Excerpts from a detection dataset:
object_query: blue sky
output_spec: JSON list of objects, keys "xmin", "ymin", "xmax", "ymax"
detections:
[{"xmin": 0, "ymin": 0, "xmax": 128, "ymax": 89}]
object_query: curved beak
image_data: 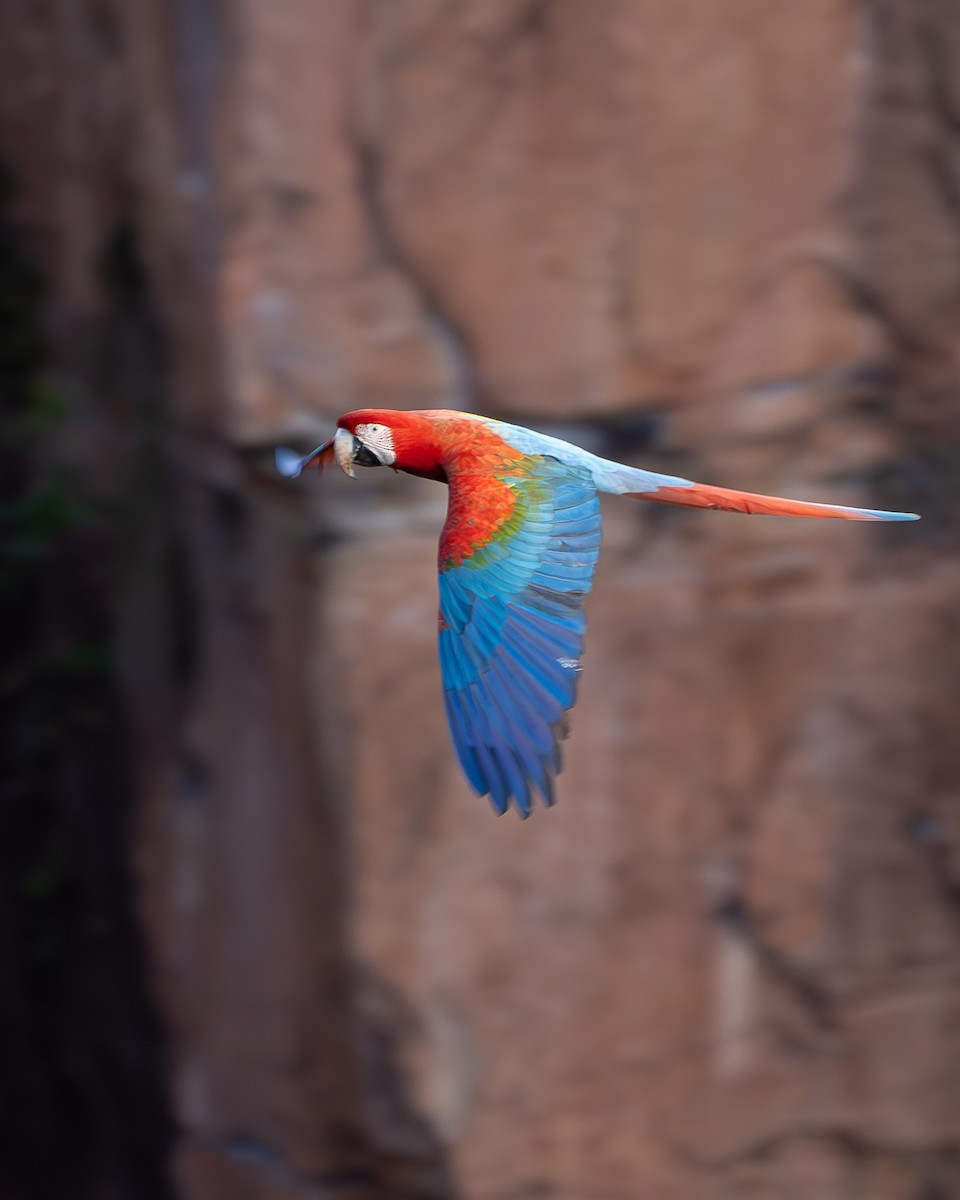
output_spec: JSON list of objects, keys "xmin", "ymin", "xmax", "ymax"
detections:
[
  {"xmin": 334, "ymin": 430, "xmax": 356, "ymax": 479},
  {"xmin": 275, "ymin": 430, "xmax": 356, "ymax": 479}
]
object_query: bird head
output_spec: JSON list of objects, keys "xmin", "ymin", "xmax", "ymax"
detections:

> REQUIRED WORK: Copy the data above word for word, leaving out the pictures.

> IN RESPONSE:
object_query: blue sky
output_spec: JSON list of objects, keys "xmin", "ymin", "xmax", "ymax"
detections:
[{"xmin": 0, "ymin": 0, "xmax": 128, "ymax": 89}]
object_query: curved beak
image_data: 
output_spec: JSON list of objects, keys "xmin", "ymin", "xmax", "ymax"
detections:
[
  {"xmin": 334, "ymin": 430, "xmax": 356, "ymax": 479},
  {"xmin": 275, "ymin": 430, "xmax": 356, "ymax": 479}
]
object_query: bird head
output_spec: JSON list of objects, keys "xmin", "ymin", "xmax", "ymax"
detections:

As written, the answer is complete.